Work to do:
Print every one of the rows below verbatim, omitting the pictures.

[Entries drawn from a collection]

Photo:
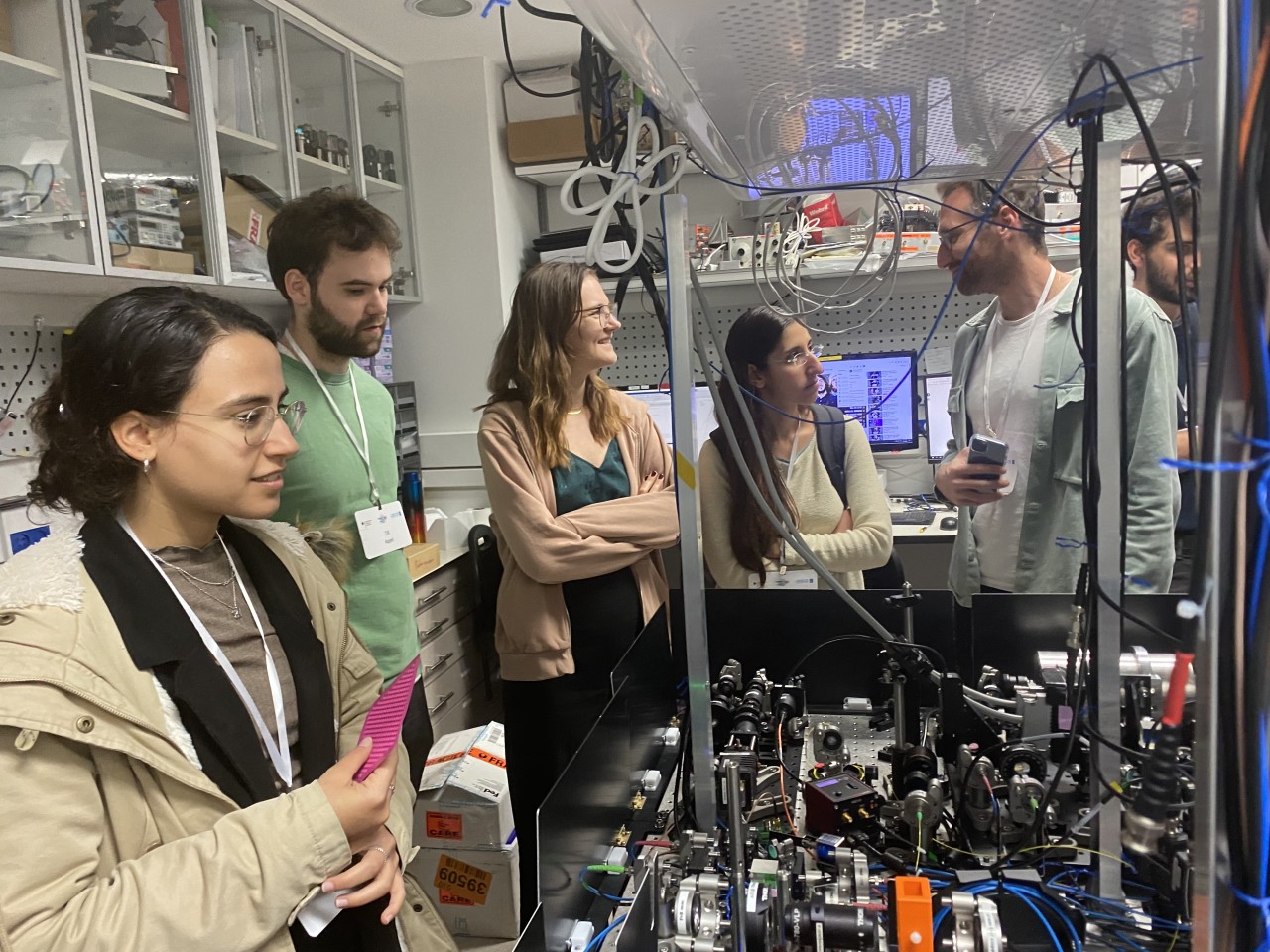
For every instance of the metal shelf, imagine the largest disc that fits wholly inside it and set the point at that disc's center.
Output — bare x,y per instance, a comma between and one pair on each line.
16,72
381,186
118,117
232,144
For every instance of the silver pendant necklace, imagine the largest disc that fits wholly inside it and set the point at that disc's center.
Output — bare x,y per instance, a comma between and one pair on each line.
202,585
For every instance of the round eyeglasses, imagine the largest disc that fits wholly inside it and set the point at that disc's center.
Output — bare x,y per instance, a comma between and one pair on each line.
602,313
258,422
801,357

Worked answer:
Photo:
For every instance of the metal shelf, imagine the largest disc that fits wholly inside it and set the point at that disc's center.
Output — bare x,y per instance, a comma between and one pair on each line.
16,72
381,186
118,117
232,144
For every instance of the silver pendant necklace, imagine the largest disc that fits wholly inside it and set the point at that disc's center.
Output — bare x,y per instance, a comma between and one pair on each line.
202,585
For every instance of the round eyeglasses, imagine the largest disc that fits wholly inside it and set the point at that disc's center.
Output — bare x,y per instance, a comma between and one pair on each line.
602,313
258,422
801,357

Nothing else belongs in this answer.